### Required work
The required output consists solely of the lines from the line containing "of the rolling" through the end of the records, copied exactly.

# # # # #

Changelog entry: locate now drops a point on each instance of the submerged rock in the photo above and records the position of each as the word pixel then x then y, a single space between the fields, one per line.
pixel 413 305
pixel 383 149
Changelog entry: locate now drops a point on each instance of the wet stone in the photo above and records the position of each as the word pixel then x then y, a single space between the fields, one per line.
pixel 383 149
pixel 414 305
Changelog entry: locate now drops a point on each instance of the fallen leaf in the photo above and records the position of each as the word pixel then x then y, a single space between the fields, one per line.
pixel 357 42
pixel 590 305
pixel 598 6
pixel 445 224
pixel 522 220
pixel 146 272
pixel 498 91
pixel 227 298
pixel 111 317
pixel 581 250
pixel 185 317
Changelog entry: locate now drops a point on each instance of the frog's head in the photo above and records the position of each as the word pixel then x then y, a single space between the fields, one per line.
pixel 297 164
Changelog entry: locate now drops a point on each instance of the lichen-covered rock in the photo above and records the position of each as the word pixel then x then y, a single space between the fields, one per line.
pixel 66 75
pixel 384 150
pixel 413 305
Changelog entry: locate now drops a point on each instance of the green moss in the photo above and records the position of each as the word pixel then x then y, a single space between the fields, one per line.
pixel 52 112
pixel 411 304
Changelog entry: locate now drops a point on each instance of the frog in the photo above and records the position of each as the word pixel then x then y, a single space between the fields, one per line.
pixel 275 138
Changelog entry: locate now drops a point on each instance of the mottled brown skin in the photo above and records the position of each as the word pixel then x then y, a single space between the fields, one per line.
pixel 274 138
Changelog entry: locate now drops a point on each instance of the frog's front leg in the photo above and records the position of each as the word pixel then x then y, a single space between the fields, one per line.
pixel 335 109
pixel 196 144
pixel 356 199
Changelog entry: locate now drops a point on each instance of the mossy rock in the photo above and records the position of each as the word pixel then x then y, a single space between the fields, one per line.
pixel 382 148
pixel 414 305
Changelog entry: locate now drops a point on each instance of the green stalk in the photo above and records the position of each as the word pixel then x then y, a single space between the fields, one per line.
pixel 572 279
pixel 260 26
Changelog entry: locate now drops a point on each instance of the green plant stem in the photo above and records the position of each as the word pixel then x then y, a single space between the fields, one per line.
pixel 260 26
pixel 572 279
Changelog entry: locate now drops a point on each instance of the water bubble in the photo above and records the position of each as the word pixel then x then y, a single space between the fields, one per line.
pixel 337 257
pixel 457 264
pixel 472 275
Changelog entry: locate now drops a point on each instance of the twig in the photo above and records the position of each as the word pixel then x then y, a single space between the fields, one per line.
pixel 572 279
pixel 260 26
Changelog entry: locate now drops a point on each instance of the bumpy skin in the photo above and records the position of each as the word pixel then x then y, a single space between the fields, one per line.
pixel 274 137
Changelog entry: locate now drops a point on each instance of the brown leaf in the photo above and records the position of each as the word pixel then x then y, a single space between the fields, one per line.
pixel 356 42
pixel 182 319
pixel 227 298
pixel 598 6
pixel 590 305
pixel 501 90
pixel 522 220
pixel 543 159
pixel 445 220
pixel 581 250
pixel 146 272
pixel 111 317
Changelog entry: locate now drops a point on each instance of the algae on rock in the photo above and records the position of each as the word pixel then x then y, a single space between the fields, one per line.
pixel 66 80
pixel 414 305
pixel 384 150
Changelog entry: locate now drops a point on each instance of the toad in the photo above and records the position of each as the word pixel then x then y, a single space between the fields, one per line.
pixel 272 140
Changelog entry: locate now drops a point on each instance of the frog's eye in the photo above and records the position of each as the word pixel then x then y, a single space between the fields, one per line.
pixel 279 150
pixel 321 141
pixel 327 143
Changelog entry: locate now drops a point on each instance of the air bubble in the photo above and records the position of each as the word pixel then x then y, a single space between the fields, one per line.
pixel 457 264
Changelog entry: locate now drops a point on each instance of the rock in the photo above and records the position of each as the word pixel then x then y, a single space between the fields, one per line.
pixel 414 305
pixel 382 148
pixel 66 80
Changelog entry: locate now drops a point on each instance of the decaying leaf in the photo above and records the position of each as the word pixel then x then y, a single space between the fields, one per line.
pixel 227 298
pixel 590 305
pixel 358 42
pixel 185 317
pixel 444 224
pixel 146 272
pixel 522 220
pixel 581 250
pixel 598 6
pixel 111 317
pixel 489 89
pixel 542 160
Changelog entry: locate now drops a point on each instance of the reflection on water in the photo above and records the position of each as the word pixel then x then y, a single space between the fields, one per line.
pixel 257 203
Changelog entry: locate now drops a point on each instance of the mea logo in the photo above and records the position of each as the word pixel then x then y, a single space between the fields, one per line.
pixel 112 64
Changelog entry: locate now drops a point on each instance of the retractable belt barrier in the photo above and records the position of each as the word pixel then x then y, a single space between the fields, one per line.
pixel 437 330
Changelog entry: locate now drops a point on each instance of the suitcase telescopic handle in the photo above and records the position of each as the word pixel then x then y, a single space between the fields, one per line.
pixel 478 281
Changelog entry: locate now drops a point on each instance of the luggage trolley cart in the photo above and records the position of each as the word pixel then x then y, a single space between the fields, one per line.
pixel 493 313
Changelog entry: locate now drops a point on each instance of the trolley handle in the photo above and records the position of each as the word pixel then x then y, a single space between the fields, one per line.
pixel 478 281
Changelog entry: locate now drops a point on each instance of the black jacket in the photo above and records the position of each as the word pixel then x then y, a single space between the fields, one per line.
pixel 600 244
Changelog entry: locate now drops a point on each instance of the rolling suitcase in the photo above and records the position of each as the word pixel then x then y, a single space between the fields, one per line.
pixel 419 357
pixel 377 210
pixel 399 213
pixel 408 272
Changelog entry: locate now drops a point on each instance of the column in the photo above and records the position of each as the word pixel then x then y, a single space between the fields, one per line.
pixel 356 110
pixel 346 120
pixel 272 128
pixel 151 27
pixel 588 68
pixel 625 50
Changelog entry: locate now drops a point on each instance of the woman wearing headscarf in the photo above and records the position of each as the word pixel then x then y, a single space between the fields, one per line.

# # # # #

### Problem solution
Changelog entry: locate now drops a point on each instance of the rolling suitcase in the photo above and records the position of each as the word pixel then x then y, a single space between the fields, one per line.
pixel 419 357
pixel 377 210
pixel 399 213
pixel 408 272
Changelog entry: locate now drops a point on each instance of the column in the photo above and records the position of each as the word pixel then x then y, a single space between the fields, one per line.
pixel 356 110
pixel 346 120
pixel 272 128
pixel 151 27
pixel 588 68
pixel 625 50
Changelog entry: locate now drops a point on each instance of the woman wearing headscarf in the photo above and records the position of each as the word pixel then x then y, a single space between the fields, one per line.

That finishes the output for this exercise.